[TASK REQUIREMENTS]:
Copy the records below word for word, starting at their very first line and stopping after the line that contains "121), (169, 87)]".

(Location identification records)

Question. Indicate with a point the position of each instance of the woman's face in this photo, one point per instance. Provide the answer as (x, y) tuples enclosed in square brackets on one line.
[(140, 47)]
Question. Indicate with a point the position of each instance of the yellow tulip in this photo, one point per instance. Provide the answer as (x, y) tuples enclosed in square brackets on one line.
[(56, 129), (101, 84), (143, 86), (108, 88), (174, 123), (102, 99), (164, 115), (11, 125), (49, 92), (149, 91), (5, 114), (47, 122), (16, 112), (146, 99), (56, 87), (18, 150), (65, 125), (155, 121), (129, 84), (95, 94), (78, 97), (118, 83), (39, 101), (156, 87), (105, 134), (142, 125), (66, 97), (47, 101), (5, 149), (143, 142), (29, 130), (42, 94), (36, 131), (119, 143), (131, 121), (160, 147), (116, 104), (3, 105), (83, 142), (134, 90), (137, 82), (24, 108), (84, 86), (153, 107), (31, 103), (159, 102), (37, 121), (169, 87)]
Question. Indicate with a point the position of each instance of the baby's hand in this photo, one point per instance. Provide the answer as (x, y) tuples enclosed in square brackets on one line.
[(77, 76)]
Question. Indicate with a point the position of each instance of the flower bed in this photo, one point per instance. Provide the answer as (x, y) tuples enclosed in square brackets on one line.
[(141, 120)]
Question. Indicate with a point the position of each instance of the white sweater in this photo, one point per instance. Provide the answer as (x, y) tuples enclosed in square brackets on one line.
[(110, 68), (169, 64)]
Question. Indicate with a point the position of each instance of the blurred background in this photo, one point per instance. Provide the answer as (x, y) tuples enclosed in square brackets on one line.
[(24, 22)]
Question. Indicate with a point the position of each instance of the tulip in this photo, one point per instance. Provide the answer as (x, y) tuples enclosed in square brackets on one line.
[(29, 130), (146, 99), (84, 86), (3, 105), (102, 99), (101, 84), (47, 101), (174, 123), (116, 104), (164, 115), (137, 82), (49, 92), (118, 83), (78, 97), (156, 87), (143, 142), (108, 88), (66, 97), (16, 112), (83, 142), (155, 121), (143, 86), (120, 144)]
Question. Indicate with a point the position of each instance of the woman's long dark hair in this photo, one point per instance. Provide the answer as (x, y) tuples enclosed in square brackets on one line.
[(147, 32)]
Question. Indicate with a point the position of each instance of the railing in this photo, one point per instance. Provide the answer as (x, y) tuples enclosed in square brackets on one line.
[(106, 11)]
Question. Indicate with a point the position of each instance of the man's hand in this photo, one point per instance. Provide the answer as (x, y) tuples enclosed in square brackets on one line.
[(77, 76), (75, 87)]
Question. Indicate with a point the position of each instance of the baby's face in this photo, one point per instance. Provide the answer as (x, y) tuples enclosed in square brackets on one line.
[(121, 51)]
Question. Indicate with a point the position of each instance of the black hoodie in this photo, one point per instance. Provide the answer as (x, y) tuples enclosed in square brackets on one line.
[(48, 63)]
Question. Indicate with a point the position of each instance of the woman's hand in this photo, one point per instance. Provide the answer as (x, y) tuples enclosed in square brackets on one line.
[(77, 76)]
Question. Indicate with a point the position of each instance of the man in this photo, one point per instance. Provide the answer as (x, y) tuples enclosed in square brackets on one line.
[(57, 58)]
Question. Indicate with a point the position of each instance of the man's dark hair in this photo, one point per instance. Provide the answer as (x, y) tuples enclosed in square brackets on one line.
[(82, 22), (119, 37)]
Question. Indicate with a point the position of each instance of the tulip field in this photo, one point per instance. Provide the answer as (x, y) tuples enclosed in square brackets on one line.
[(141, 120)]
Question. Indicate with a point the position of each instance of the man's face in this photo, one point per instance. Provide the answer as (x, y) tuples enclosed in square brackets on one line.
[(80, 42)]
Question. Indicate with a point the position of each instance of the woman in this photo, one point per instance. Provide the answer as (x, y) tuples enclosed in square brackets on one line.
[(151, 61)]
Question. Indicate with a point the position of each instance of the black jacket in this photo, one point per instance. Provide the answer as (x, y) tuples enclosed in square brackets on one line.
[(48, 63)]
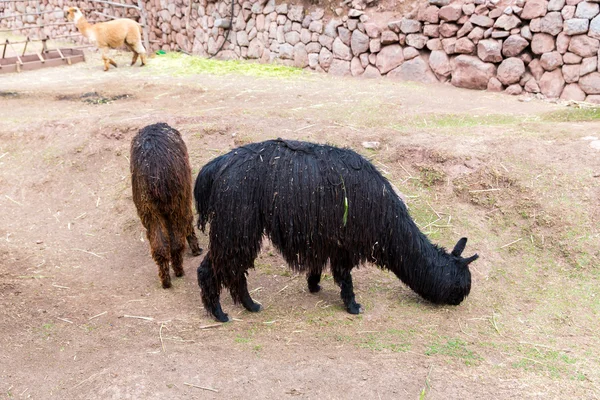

[REPLY TO THE TASK]:
Question. Indicate with a point the position of each instance of the woman's face in this photo, one point per instance. Provide the answer as (x, y) tuples enclosed in square brackets on one line.
[(140, 47)]
Question. Indicate with a point the position of each instance of the yellow tulip in this photo, one point per instance. Provide the answer as (x, y) tuples enclosed in square brackets on one line.
[(56, 129), (101, 84), (143, 86), (108, 88), (174, 123), (102, 99), (164, 115), (11, 125), (49, 92), (149, 91), (5, 114), (47, 122), (16, 112), (146, 99), (56, 87), (18, 150), (65, 125), (155, 121), (129, 84), (95, 94), (78, 97), (118, 83), (39, 101), (156, 87), (105, 134), (142, 125), (66, 97), (47, 101), (5, 149), (143, 142), (29, 130), (42, 94), (36, 131), (119, 143), (131, 121), (160, 147), (116, 104), (3, 105), (83, 142), (134, 90), (137, 82), (24, 108), (84, 86), (153, 107), (31, 103), (159, 102), (37, 121), (169, 87)]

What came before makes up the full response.